● Data provided
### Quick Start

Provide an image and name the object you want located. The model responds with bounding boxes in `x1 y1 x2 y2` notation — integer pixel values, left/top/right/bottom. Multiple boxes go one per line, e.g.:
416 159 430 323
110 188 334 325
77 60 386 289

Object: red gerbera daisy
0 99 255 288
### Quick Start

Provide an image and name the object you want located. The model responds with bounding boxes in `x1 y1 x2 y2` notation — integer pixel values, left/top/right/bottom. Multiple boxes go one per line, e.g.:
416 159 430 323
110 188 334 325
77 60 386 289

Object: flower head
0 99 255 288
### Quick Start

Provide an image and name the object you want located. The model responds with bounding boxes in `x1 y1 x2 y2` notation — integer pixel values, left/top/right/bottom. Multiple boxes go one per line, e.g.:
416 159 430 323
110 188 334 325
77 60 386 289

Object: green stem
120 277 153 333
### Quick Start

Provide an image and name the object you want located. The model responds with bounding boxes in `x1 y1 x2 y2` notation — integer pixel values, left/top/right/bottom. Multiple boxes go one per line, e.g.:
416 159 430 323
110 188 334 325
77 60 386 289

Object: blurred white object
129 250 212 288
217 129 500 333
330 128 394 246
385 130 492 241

● Exercise directions
Rewrite all of the data above, putting "enclosing rectangles" in place of each "bounding boxes" and leaving everything else untouched.

● Response to this exercise
### Quick Start

Provide an image and name the object you want located. The model responds with enclosing rectangles in `x1 y1 x2 y2` notation — integer pixel values, left/top/right/bottom. Multiple boxes go one per line, e.g.:
416 159 430 323
110 188 334 325
77 60 386 289

Object: red gerbera daisy
0 99 255 288
### Quick Start

Provide an image and name the object you want located. The model responds with enclosing rectangles in `x1 y1 x2 y2` notation — integer pixel values, left/top/right/bottom. Multiple boxes go one per line, e.g.:
416 159 430 323
110 188 334 325
77 60 386 289

Object: flower head
0 99 255 288
### Quick Start

Provide an image and name the object you want located. The model responds with enclosing rectangles in `x1 y1 x2 y2` notation — integer pixel values, left/top/right/bottom. Multiple boxes go one per line, e.g.:
416 159 430 323
110 188 334 325
77 60 386 289

Object: green stem
120 277 153 333
### Quick Start

Provide an image and name the object you want located. The model responds with enclosing rectangles in `x1 y1 x2 y2` notation — integer pixel values, left/top/right/bottom. Multiple boxes go one per line, e.g.:
416 159 430 323
110 188 334 325
77 60 386 289

Object: blurred white object
129 250 212 288
217 129 500 333
330 128 394 246
385 130 492 241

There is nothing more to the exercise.